Task goal:
Pick up the Johann Bernoulli biography below after its final sentence and continue writing it.

Johann Bernoulli: The most gifted in a Gifted Family

Johann Bernoulli. 1667 – 1748

Johann Bernoulli was born on August 6, 1667 in Basel, Switzerland. The son of Nicholaus Bernoulli, Johann was one of the most accomplished mathematicians in a family that spawned several of the most eminent mathematicians in history. His father had hoped that Johann would study business at the university, so that he could take over the family spice trade. Although Johann’s first wish was to be a mathematician, this was unacceptable to his father, and, after prolonged negotiation the younger Bernoulli agreed to study medicine.  

Though he took courses in medicine, Johann spent most of his time learning mathematics with his older brother Jacob who was 12 years his senior and employed as a lecturer on experimental physics at the University of Basel. 

In 1691, at the age of 24, Johann went to Geneva where he gave lectures on differential calculus and from there visited Paris where he met Guillaume de L’Hopîtal. The French mathematician paid Johann handsomely to tutor him in the techniques in calculus as they were recently developed by Leibniz. The lessons formed the basis of one of the definitive books on calculus in that era, and it contained Johann’s proof of what is known as de l’Hôpital’s rule, but Bernoulli felt that L’Hopîtal did not appropriately acknowledge his contribution. 

The 1690’s were a decade of high achievement for Johann, In 1691, he solved the problem of the catenary, posed by Jacob, by deriving the equation of the curve representing a cable suspended between two fixed points.  Johann Bernoulli had already solved the problem of the catenary which had been posed by his brother in 1691. And between 1692 and 1693, he and Jacob worked together in a somewhat amiable rivalry on what are called “caustic curves.” In 1694, Johann submitted his doctoral dissertation in medicine involving an application of mathematics to muscular movement. In that same year, he explored the properties of the function y = xx and applied integration by parts to find the sum for several different types of series. He also discovered the addition theorems for trigonometric and hyperbolic functions. By 1695, he reputation was established and he was offered the chair of mathematics at both Halle and Groningen.

Region pointing data
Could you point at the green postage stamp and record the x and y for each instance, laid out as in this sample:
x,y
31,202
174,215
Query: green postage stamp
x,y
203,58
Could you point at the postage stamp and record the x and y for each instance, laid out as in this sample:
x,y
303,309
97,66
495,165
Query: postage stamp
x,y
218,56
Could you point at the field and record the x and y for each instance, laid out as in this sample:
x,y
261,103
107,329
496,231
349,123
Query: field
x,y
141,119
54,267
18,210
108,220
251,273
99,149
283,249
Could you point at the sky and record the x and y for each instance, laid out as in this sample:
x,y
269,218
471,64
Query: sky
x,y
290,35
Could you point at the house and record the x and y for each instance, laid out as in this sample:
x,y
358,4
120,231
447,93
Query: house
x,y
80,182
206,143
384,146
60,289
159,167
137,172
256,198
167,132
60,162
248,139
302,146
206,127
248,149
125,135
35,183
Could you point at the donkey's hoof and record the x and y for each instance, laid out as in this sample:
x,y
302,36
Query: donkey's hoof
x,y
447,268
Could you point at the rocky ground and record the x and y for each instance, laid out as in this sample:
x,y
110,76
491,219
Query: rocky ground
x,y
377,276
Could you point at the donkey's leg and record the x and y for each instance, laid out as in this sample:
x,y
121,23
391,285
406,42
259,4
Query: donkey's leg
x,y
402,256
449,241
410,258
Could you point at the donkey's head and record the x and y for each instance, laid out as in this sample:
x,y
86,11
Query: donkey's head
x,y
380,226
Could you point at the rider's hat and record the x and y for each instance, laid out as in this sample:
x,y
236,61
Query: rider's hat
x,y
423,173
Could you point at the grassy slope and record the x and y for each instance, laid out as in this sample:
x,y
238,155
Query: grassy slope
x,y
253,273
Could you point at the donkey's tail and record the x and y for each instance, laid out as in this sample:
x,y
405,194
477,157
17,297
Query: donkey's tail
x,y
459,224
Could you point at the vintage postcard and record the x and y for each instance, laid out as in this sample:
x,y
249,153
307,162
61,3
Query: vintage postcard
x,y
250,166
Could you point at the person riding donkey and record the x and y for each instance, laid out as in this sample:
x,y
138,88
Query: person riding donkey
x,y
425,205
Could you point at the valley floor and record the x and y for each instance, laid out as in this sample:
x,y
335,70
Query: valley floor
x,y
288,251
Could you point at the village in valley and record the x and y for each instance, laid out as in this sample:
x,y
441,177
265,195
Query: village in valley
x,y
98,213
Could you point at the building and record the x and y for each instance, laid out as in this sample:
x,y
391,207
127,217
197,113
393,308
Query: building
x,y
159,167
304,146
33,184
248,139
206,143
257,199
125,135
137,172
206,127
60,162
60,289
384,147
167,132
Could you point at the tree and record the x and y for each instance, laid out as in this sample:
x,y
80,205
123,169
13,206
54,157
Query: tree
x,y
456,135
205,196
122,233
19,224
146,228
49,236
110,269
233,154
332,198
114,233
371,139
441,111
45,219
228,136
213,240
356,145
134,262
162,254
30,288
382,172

Reply to the exercise:
Competition between Jacob and Johann became increasingly vitriolic over the years, and reached a point of irreconcilability. In 1696, Johann proposed the famous brachistochrone problem that asks for the equation of a track joining two points of different altitude that would minimize the time required for a ball bearing to descend, under the influence of gravity, from the higher to the lower point in minimum time. Both Johann and Leibniz found solutions to the problem as did Jacob and two other European mathematicians. Johann and Leibniz, in a plan to challenge Isaac Newton, had posted the problem as a “challenge to the mathematicians of Europe.” One day, Newton, on returning from his work at the Royal Mint discovered the challenge, and applying his legendary power of concentration, solved the problem and communicated his solution anonymously the following day to the Royal Society. On reading the solution, Bernoulli announced, “Ah, I recognize the lion by his paw.”

Johann Bernoulli continued to generate important mathematical results in the early decades of the 18th century, publishing Hydraulica in 1738, but backdating it in an effort to preempt his son Daniel’s publication of Hydrodynamica in 1734. In spite of his pathological need to compete with his brother, his son and everyone else, Johann Bernoulli’s contribution to mathematics was outstanding and his tombstone inscription pays tribute to him as the “Archimedes of his age.”